Segmentation mask data:
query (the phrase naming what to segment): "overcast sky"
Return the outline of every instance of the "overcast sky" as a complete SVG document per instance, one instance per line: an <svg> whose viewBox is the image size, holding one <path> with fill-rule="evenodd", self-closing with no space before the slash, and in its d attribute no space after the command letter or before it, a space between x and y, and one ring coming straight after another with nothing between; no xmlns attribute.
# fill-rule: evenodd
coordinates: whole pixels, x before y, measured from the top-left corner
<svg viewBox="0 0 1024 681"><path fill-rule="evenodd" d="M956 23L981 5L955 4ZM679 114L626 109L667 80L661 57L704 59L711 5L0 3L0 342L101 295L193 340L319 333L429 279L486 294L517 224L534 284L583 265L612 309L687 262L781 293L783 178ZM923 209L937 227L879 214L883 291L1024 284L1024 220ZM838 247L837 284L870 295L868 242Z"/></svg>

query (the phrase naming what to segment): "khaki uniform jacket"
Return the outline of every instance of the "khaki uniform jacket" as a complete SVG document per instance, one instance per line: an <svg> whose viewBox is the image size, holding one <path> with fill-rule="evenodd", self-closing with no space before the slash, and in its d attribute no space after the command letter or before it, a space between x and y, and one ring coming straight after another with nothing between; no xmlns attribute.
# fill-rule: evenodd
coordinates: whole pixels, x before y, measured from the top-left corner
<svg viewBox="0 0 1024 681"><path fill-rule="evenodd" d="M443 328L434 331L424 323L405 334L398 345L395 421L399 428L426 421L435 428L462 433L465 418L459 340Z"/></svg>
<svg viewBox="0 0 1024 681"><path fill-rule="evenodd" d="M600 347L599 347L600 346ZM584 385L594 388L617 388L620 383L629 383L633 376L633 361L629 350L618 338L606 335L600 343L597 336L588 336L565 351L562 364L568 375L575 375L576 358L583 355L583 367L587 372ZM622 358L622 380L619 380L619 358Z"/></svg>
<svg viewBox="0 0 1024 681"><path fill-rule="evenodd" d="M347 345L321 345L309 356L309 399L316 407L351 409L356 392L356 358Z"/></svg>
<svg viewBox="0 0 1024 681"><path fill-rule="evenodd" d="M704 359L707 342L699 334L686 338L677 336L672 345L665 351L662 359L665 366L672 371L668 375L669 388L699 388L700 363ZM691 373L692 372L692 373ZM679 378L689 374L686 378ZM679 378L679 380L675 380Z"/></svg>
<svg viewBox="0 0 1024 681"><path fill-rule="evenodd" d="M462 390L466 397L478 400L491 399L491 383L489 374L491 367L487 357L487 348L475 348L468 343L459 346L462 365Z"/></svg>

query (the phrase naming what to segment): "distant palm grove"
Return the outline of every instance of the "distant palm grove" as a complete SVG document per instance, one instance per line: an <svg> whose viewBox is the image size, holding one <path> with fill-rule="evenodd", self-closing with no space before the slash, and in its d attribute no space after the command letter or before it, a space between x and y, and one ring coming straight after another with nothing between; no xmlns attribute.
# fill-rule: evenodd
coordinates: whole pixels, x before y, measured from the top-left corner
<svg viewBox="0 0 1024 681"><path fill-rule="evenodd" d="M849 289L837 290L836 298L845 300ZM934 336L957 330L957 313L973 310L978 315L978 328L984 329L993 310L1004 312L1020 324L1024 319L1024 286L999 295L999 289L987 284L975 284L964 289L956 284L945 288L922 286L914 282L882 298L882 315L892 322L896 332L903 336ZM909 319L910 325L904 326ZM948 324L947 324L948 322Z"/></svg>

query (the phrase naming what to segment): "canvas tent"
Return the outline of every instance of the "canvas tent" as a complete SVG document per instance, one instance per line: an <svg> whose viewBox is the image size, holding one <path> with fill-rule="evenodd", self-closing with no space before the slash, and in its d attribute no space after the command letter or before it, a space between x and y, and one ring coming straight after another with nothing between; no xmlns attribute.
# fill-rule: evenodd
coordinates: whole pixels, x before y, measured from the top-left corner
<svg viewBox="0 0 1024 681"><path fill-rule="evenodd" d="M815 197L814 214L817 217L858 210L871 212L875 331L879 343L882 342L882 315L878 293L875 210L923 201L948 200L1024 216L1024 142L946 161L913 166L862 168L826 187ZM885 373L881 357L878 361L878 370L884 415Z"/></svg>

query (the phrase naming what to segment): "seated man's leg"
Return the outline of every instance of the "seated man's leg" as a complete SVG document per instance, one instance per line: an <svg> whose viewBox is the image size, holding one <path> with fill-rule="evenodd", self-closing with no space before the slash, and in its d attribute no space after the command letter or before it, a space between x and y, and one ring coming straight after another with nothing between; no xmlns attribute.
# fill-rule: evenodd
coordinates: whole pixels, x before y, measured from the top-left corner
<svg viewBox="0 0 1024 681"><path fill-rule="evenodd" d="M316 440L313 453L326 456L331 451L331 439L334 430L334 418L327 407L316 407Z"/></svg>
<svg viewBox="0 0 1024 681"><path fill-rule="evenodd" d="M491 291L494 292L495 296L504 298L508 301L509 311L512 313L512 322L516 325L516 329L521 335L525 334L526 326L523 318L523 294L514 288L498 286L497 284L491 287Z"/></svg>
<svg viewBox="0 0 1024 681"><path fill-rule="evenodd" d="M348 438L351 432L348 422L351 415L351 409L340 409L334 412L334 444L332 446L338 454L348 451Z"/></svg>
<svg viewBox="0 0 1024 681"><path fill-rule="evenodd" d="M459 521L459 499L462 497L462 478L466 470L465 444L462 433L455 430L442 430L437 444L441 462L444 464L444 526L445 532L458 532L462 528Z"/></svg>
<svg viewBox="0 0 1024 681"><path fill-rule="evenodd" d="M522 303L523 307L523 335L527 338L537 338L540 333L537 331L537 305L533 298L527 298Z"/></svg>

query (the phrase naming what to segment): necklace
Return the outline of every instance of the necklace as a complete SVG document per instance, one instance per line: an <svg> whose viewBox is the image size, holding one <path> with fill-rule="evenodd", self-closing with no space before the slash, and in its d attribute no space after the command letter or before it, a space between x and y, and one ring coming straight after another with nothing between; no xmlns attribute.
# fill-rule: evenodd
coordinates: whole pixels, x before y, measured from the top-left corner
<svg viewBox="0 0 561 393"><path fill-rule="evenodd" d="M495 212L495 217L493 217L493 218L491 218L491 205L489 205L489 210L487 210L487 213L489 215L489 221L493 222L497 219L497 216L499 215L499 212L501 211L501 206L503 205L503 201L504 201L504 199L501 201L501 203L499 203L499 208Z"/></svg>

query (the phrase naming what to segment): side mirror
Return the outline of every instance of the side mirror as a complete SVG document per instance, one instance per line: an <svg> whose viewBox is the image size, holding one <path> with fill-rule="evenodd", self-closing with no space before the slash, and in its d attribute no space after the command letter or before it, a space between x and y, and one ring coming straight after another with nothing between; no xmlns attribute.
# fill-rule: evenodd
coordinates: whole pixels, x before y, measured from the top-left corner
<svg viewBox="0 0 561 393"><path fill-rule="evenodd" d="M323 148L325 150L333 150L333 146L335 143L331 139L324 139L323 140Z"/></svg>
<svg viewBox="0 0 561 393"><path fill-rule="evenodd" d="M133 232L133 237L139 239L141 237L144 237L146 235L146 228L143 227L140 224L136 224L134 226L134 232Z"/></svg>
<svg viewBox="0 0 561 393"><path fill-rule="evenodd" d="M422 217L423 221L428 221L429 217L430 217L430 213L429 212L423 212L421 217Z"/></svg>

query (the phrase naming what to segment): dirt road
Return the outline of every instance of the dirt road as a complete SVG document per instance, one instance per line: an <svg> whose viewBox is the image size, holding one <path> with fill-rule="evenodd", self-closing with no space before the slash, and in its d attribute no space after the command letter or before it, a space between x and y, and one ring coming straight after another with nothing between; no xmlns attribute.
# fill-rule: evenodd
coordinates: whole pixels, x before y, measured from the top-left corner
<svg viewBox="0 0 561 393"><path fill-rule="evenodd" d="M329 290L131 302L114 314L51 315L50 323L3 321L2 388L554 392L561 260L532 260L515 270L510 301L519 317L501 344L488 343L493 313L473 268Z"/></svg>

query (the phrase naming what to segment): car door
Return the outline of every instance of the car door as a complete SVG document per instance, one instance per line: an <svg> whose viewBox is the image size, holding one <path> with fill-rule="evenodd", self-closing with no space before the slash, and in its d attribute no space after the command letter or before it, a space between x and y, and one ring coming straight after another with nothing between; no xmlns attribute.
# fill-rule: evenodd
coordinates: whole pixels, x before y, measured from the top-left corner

** Task goal **
All lines in the entries above that include "query" should be found and copied.

** Exercise result **
query (the phrase naming what to segment): "overcast sky"
query (the phrase naming what to segment): "khaki uniform jacket"
query (the phrase naming what to segment): "distant palm grove"
query (the phrase naming what to segment): "canvas tent"
query (the phrase naming what to segment): "seated man's leg"
query (the phrase naming what to segment): necklace
query (the phrase naming what to segment): side mirror
query (the phrase naming what to segment): dirt road
query (the phrase naming what to segment): car door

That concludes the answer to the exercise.